• _Required work_:
[A] Name every form of nonstructural valve deterioration listed in the passage on aortic valve replacement.
[B] Pick up the passage on aortic valve replacement after its final sentence and carry it forward.

• _Exercise text_:
▶

Treatment of aortic valve pathology has evolved over the past decade with the advent of transcatheter aortic valve replacement (TAVR). In Europe, TAVR first received Conformitè Europèenne (CE) Mark approval in 2007, and the number of patients undergoing TAVR grew exponentially. In the United States (US), clinical trials began in 2007 and TAVR gained Food and Drug Administration (FDA) approval in 2011 for inoperable patients with severe aortic stenosis. Since then, surgical aortic valve replacements (SAVR) have decreased slightly as TAVR approval expanded to patients of all surgical risk profiles in 2019 [1]. However, overall aortic valve replacements, including TAVR and SAVR, have increased [2].

More than 85% of SAVRs are with bioprosthetic valves [3], but one of the major limitations is durability. Bioprosthetic valve dysfunction (BVD) can be categorized as either nonstructural valve deterioration (NSVD)--paravalvular regurgitation, patient-prosthetic mismatch (PPM), malposition, valve embolization, valve thrombosis, or endocarditis, or structural valve deterioration (SVD)--permanent intrinsic changes to the valve [4]. Valve durability is dependent on the valve manufacturer and type of prosthesis. SVD is an irreversible process resulting in hemodynamic and clinical changes similar to native valve aortic stenosis and regurgitation, eventually resulting in the need for reoperation. SVD definitions differ in the literature, leading to varying rates of reported valve failure. In most SAVR series, valve failure has been defined as a need for reintervention, but this is not a true “incidence of failure.” Patients can experience significant SVD without undergoing reoperation due to the underdiagnosis of SVD, minimalization of SVD severity, or patients not being considered surgical candidates [5].

◀

Data extracted from a collection:
▶

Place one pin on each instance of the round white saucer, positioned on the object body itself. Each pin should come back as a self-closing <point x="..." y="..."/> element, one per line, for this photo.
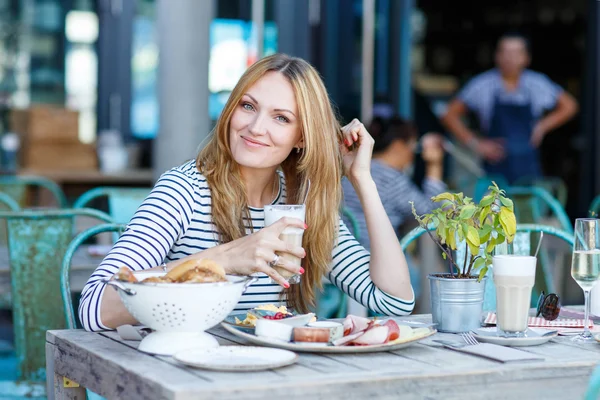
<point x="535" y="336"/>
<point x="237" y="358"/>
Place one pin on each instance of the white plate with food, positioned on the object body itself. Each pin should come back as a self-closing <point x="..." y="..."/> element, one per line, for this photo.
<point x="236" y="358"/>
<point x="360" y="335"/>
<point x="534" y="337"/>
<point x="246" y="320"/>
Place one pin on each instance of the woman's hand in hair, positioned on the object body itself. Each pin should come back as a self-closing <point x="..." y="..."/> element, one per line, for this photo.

◀

• _Answers given_:
[A]
- Paravalvular regurgitation
- Patient-prosthetic mismatch (PPM)
- Malposition
- Valve embolization
- Valve thrombosis
- Endocarditis

[B]
The 2021 Valve Academic Research Consortium 3 (VARC-3) guidelines define bioprosthetic valve failure in three stages: (1) any bioprosthetic valve dysfunction with clinically expressive criteria (new-onset or worsening symptoms, left ventricular dilation/hypertrophy/dysfunction, pulmonary hypertension, or irreversible stage three hemodynamic valve deterioration), (2) aortic valve intervention, and (3) valve-related death [6] (Figure 1). With the increased use of bioprosthetic valves, an increase in reoperations or reinterventions for BVD is predicted. Management strategies continue to evolve and range from traditional redo-sternotomy SAVR, minimally invasive redo-SAVR, and placement of a TAVR valve in a failed SAVR, also known as valve-in-valve (ViV).

Figure 1

definition of Bioprosthetic Valve Failure. Adapted from VARC-3. Varc-3 Writing C, Genereux P, Piazza N, et al. Valve Academic Research Consortium 3: Updated Endpoint definitions for Aortic Valve Clinical Research. J Am Coll Cardiol. 2021; 77 : 2717–2746.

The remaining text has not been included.